SOURCE DATA =
--*--
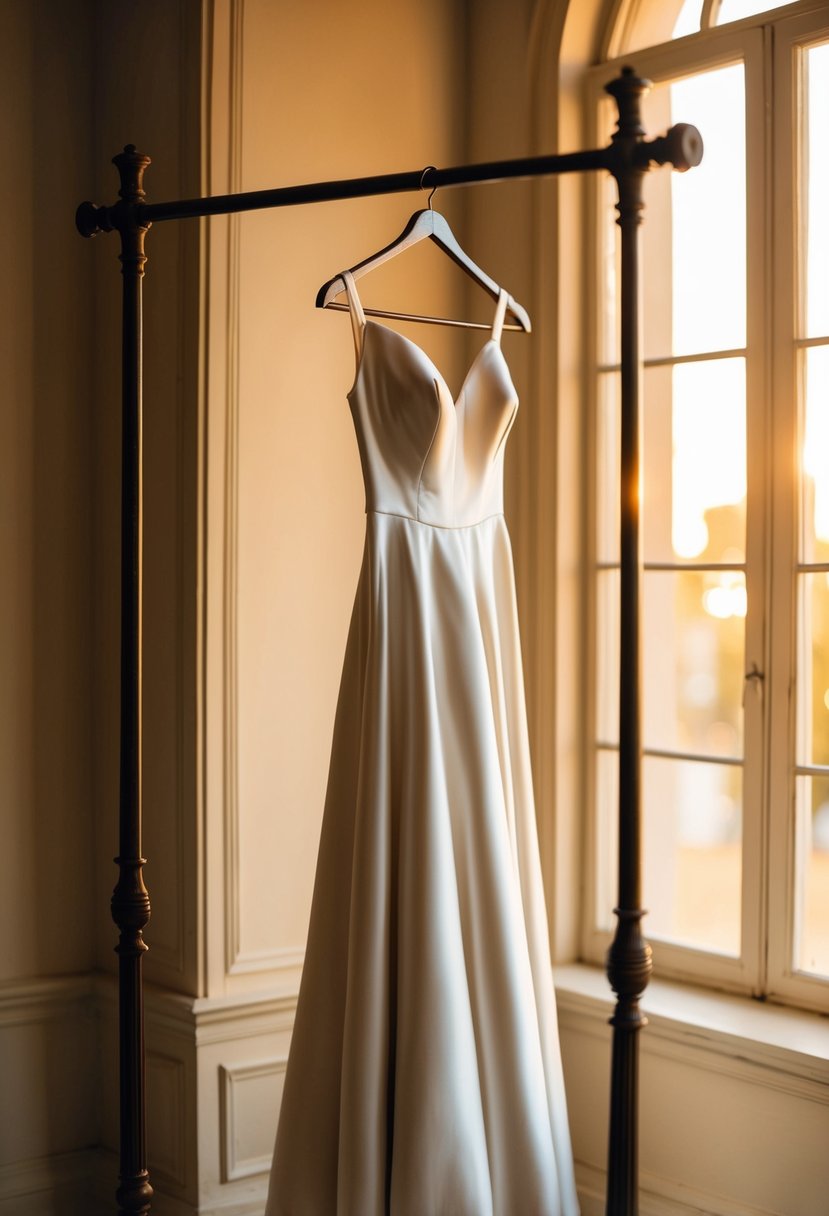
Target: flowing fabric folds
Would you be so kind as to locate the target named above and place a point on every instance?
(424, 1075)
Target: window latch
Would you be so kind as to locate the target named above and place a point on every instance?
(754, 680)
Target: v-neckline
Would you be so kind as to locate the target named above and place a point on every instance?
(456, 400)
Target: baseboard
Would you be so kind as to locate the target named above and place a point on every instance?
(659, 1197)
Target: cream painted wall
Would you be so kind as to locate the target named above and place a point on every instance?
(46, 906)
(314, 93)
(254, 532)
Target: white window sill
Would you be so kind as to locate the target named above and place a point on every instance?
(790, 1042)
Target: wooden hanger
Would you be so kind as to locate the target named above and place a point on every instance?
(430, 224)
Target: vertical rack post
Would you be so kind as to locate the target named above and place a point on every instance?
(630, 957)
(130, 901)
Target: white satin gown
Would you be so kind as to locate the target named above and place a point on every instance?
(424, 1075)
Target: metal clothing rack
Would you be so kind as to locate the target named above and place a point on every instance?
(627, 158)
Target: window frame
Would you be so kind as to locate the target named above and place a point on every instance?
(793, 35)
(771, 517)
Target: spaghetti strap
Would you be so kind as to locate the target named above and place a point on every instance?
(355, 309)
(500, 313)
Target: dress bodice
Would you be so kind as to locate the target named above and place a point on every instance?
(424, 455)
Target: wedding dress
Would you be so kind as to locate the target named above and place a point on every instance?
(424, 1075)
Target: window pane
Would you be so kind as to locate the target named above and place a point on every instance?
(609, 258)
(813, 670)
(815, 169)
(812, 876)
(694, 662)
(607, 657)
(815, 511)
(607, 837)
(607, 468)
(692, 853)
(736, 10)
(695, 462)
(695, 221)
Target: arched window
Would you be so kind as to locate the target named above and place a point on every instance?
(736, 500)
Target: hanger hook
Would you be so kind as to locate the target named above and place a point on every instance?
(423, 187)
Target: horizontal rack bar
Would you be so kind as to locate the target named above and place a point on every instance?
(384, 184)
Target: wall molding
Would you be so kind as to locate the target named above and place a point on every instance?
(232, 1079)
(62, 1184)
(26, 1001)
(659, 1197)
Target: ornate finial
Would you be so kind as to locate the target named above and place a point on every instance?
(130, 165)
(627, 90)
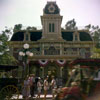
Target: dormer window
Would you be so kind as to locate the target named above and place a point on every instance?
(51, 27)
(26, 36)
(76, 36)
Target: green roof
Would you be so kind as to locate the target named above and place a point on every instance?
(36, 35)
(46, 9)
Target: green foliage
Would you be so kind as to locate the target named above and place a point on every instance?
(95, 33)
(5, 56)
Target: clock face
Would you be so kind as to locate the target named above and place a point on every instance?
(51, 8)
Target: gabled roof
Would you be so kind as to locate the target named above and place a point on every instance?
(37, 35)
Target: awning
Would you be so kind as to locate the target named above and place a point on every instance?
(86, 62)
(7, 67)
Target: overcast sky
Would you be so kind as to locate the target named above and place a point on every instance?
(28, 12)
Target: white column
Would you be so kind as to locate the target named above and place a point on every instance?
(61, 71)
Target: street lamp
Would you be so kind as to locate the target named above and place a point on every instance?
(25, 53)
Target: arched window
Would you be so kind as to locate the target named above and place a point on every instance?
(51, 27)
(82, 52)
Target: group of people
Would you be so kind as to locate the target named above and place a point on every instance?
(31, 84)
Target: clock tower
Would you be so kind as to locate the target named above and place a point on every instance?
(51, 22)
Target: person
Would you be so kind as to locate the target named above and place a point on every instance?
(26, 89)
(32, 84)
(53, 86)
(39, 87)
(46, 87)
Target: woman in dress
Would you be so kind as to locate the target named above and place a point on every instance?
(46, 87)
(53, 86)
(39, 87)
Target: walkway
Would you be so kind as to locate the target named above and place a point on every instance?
--*--
TASK INSTRUCTIONS = The word "white" is the filter: copy every line of the listing above that contains it.

TASK OUTPUT =
Target: white window sill
Target: white satin gown
Target: white column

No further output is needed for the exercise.